### Task details
Pull out every line in the entries below that contains the word "branch", treating uppercase and lowercase as different.

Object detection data
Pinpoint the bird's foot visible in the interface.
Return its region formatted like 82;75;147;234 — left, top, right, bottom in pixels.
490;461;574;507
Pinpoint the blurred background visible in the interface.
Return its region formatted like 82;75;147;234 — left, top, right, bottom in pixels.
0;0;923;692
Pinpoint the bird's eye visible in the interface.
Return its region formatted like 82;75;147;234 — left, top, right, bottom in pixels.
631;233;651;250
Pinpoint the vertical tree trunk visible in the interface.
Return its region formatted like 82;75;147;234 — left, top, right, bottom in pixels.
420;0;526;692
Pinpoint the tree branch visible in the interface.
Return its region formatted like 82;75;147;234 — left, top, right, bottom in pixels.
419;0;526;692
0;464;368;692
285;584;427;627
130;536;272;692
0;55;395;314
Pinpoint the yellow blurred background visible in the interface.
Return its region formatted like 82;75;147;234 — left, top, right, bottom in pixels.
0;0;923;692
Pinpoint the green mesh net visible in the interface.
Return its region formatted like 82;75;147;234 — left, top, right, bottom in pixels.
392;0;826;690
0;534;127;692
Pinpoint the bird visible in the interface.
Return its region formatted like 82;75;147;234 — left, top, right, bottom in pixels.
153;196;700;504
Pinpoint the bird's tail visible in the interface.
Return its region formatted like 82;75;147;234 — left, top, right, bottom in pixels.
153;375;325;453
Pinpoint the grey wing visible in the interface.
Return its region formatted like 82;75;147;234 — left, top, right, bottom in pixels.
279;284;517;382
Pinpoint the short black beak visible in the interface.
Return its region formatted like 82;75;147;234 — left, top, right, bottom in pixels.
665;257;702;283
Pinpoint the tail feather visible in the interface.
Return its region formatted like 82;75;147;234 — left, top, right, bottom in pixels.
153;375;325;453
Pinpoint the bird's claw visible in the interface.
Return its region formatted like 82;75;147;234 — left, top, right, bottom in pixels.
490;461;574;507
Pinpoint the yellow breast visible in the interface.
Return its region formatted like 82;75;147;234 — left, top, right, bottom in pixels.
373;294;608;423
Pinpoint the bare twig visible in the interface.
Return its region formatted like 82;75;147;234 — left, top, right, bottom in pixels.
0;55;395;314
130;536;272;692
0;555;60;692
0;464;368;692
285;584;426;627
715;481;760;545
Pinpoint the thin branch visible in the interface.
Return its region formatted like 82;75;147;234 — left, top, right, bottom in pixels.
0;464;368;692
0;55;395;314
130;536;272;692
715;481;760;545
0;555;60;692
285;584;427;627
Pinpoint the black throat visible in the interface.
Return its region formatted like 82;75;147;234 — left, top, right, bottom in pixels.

### Full solution
Pinpoint the tree branch visible in the interface.
Pinpoint the thin branch visible in the interface.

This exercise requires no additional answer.